**Assigned task**
Restate word for word the lines of the records below, starting at the line that contains "Target: mosque building" and ending at the line that contains "Target: onion dome", with both of those lines included and nothing else.

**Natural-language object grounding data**
::::
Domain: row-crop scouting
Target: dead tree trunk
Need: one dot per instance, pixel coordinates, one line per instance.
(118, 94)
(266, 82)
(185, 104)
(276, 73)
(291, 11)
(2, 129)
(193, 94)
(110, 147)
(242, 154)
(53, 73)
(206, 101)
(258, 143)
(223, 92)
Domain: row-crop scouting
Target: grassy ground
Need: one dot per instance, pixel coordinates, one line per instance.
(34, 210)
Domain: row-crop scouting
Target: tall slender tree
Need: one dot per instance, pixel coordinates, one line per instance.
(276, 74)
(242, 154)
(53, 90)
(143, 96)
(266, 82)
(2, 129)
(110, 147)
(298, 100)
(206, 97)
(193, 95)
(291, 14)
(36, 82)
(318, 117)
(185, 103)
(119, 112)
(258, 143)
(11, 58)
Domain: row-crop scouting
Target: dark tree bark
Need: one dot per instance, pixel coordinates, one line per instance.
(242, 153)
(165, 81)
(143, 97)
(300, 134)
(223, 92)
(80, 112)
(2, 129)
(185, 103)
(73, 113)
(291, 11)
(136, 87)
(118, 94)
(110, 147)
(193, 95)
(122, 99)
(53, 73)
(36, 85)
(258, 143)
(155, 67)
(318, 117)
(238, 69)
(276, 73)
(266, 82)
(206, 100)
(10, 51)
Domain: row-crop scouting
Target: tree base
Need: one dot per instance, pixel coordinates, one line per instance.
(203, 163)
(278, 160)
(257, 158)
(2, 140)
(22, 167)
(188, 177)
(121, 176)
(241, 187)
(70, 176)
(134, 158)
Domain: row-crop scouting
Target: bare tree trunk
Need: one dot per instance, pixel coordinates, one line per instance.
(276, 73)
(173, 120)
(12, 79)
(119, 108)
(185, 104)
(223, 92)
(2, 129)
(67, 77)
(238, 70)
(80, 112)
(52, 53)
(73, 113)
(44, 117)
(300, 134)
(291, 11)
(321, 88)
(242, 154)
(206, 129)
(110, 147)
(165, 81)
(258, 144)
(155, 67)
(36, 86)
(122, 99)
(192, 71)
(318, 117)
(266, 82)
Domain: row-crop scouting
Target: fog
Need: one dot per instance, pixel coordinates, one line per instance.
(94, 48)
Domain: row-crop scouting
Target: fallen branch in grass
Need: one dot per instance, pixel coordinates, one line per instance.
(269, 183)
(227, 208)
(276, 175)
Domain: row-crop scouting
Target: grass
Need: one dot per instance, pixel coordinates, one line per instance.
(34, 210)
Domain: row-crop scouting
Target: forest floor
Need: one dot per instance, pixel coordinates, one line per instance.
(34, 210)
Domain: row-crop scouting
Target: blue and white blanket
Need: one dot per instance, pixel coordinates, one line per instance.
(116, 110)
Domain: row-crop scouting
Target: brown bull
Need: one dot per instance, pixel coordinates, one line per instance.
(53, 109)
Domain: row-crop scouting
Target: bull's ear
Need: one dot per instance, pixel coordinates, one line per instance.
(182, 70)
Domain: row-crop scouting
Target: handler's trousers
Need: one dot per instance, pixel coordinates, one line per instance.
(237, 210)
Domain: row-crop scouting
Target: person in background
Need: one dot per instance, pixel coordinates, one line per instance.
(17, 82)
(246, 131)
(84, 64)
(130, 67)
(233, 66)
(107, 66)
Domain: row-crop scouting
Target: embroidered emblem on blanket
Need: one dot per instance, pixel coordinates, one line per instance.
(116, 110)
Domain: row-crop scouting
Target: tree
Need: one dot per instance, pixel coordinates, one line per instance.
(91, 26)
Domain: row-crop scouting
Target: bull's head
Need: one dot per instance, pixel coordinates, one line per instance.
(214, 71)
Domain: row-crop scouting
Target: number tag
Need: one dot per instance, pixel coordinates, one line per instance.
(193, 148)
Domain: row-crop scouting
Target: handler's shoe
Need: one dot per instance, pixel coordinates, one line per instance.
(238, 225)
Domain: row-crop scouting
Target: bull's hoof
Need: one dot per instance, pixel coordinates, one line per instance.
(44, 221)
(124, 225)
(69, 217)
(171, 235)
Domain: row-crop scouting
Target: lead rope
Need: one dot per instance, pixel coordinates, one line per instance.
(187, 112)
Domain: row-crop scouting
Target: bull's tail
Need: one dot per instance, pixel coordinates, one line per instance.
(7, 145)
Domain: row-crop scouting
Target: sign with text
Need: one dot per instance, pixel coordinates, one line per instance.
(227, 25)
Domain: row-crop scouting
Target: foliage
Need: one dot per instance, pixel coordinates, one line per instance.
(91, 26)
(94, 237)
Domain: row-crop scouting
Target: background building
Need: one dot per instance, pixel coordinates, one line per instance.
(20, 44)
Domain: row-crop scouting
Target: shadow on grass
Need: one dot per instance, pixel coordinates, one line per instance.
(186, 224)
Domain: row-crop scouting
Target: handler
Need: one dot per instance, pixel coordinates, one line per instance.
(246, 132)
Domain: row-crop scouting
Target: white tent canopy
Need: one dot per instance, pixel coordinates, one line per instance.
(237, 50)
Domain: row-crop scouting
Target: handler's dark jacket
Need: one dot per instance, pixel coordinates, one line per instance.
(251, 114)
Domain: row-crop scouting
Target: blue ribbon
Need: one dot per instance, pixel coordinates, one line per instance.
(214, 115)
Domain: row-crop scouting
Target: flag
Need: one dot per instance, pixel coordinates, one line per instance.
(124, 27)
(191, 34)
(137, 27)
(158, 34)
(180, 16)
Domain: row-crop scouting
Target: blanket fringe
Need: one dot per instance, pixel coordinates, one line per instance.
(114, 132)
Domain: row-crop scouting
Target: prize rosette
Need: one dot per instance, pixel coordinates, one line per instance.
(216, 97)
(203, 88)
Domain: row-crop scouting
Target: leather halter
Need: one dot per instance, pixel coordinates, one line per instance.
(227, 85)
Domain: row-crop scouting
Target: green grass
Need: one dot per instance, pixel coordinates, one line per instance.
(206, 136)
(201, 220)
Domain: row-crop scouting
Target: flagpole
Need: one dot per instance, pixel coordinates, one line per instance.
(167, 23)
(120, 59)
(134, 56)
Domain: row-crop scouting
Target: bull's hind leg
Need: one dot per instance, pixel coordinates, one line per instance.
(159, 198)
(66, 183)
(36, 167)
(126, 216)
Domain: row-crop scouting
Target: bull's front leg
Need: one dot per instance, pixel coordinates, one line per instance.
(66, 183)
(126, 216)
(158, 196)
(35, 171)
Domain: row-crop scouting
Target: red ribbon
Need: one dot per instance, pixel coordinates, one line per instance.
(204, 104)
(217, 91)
::::
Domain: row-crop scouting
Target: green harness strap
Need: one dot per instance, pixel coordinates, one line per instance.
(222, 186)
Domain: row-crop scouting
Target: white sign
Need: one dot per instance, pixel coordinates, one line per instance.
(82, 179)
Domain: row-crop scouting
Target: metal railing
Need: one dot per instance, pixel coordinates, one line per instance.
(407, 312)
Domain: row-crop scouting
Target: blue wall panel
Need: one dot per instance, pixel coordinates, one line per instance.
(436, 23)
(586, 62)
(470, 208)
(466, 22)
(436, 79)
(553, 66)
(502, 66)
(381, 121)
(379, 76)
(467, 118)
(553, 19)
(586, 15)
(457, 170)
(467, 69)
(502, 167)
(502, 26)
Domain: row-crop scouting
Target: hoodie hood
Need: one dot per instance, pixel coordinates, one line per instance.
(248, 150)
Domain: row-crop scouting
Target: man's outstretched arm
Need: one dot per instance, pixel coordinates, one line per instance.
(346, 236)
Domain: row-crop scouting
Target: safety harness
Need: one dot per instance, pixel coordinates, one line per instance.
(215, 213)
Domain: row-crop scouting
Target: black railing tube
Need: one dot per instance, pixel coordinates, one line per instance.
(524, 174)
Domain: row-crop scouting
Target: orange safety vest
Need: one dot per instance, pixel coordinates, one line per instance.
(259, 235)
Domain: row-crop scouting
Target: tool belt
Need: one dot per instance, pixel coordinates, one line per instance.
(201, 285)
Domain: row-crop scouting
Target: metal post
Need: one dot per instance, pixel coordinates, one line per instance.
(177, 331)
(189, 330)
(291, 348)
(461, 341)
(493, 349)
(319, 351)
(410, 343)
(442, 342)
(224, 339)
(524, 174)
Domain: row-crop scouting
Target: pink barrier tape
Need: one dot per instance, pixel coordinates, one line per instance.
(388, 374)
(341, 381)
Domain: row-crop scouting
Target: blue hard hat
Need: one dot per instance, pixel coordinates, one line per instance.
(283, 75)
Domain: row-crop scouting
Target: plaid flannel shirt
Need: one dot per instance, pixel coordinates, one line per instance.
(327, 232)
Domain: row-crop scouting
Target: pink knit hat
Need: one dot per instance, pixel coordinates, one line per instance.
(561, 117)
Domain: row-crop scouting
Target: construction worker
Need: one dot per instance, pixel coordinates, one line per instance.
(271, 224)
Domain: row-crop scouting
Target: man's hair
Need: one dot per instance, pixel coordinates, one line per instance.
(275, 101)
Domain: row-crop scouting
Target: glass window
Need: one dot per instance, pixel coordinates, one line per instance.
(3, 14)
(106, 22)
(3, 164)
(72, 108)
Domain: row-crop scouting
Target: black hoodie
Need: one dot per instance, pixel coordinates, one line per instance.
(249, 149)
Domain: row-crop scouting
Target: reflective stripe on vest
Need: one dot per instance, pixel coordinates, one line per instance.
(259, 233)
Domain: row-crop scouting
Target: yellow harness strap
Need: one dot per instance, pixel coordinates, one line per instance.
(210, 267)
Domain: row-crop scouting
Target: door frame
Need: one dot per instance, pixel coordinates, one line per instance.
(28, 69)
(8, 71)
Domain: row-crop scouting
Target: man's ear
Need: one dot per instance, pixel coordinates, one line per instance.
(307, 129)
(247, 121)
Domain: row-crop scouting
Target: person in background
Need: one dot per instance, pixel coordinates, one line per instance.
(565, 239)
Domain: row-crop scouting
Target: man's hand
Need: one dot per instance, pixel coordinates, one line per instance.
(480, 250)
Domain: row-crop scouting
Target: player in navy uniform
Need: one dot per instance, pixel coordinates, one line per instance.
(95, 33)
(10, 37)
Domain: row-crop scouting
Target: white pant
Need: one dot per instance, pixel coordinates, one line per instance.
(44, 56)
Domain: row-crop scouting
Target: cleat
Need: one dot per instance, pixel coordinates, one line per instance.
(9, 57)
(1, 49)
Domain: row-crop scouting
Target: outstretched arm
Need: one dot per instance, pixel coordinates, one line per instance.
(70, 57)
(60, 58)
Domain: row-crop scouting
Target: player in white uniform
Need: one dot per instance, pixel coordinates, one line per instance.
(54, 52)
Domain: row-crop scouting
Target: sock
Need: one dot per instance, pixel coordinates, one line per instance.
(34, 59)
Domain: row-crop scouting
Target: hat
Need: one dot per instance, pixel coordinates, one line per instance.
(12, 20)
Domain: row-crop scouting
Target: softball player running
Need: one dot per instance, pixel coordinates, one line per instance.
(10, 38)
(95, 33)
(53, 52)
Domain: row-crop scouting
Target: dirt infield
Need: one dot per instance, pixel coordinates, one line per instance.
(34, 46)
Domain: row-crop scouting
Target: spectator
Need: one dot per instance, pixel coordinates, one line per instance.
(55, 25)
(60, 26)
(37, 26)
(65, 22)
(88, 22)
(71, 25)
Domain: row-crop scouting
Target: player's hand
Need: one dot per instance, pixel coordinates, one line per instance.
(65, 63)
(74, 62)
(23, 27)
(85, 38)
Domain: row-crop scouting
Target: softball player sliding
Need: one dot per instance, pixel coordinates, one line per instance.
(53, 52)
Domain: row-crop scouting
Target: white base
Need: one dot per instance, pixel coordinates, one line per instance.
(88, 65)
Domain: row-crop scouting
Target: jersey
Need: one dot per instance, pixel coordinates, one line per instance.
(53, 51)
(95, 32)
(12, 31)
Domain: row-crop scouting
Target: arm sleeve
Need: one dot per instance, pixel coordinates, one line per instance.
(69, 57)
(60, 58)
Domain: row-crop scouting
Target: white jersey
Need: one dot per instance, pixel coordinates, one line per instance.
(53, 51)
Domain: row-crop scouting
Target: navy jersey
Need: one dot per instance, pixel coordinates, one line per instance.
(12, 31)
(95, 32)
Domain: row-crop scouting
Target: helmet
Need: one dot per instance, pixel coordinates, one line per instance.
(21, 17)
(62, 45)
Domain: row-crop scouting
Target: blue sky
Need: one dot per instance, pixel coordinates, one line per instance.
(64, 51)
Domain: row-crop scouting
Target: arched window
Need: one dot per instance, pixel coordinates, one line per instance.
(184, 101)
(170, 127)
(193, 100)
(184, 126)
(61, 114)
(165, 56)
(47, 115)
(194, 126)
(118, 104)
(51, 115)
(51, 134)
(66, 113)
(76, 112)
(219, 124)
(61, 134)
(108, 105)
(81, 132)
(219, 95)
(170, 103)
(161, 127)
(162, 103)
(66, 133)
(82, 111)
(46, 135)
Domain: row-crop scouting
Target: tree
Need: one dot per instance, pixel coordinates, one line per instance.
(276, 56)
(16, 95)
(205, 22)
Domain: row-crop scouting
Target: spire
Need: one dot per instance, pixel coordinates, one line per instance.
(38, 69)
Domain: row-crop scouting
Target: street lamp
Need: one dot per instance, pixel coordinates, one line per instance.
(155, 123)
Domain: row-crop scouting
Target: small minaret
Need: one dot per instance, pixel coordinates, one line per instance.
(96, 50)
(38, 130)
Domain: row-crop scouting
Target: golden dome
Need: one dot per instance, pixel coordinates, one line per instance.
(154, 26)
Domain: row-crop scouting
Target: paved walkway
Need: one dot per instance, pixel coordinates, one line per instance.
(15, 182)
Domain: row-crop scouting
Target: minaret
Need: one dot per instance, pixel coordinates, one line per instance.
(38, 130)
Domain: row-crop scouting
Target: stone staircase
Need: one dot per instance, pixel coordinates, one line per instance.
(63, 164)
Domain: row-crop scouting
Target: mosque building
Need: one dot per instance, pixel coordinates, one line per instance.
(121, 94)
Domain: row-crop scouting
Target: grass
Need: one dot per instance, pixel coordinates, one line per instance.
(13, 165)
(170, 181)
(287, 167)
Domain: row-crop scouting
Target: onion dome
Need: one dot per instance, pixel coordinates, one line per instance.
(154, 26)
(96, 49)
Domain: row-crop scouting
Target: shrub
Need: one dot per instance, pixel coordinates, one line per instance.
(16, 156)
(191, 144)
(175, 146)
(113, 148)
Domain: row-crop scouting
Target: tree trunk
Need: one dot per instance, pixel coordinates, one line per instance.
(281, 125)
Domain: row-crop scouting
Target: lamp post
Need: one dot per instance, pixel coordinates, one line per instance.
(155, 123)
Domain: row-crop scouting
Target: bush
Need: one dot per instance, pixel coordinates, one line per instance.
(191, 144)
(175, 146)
::::
**Completed task**
Target: mosque building
Need: one dot per instance, pixel coordinates, one line per instance.
(121, 94)
Domain: row-crop scouting
Target: grass
Need: one dot per instance, pixel coordinates, one line per instance.
(13, 165)
(170, 181)
(287, 167)
Domain: row-crop scouting
Target: onion dome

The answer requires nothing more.